Well, it’s not like they have a choice. Except for the W-Tuu’buu people, of course, who passed on their myths through interpretative dance.
If anything, an oral tradition guarantees that details will be lost to time, while writing more firmly records facts about events as they occur.

I thought the Persian Gulf was last above water farther back then 5,000 B.C., more like 12,000 B.C., but I can’t find a cite. I could believe an oral history being passed down from the former date to when the Mesopotamians started writing things down, but the latter seems less likely, as its hard to believe a culture could remain intact over the necessary ~8,000 years.

Well, the show I was watching claimed it flooded during end of the glacier period 8000 years ago. This Wiki article though seems to support your 12,000 year time period:

I agree that an oral tradition going back to 12,000 years is even more implausible than one going back 8000 years (though I suppose we are really talking about something like 6000-8000 or 3000-4000 from the perspective of possible Mesopotamian cultures). I’m not even sure if the same people speaking the same lauguage have continuously occupied that land (especially after the flooding), going from hunting and gathering to early agriculture. At a guess multiple peoples speaking various languages migrated into the region during that period…making an oral tradition from pre-agricultural/pre-literate societies even less likely i’m thinking.

-XT

Eden is probably a dim cultural memory of the hunter-gatherer stage of human culture, without all that backbreaking farm labor – of course, nostalgia obscures the reality of an uncertain food supply.

Do cultural memories last that long? Would Mesopotamian proto-civilizations really have tales and memories that stretch back that far?

-XT

Perhaps, especially since they were at all times aware of less civilized neighbors, therefore that such a state of existence was possible.

_Record excerpts_
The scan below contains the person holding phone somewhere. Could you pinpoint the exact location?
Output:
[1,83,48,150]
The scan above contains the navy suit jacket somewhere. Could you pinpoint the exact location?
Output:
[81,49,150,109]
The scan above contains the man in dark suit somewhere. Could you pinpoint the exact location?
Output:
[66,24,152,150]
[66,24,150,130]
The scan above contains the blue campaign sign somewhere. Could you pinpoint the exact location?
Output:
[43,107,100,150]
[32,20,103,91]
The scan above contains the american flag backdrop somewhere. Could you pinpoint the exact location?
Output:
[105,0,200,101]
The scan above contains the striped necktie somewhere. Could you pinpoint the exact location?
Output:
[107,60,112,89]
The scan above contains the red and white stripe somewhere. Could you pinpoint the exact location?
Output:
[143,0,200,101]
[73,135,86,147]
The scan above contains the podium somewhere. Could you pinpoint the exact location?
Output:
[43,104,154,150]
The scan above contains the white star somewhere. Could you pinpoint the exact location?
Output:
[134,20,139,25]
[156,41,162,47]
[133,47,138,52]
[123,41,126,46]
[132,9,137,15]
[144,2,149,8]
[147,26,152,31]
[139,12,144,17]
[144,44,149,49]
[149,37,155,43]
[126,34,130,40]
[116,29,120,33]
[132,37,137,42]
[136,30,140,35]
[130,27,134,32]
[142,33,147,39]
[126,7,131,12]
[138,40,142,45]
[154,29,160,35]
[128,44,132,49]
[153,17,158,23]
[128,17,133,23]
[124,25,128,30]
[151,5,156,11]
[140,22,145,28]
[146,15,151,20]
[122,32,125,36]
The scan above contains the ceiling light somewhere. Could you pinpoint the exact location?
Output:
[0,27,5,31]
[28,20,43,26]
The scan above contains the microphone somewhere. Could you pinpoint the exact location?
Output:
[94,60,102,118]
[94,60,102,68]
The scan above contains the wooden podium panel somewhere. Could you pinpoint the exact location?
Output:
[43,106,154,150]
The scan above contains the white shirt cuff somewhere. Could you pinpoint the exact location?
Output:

_Task 1_
Answer these from the discussion about oral tradition and the Persian Gulf:
(a) How did the W-Tuu'buu people pass on their myths?
(b) When did the Persian Gulf flood, according to the show one poster was watching?
(c) What is Eden probably a dim cultural memory of?
_Task 2_
Quote the discussion about oral tradition and the Persian Gulf starting with "Do cultural memories" and going on through "existence was possible.".

_Output 1_
(a) They passed on their myths through interpretative dance.
(b) It flooded at the end of the glacier period, 8000 years ago.
(c) Eden is probably a dim cultural memory of the hunter-gatherer stage of human culture.

_Output 2_
Do cultural memories last that long? Would Mesopotamian proto-civilizations really have tales and memories that stretch back that far?

-XT

Perhaps, especially since they were at all times aware of less civilized neighbors, therefore that such a state of existence was possible.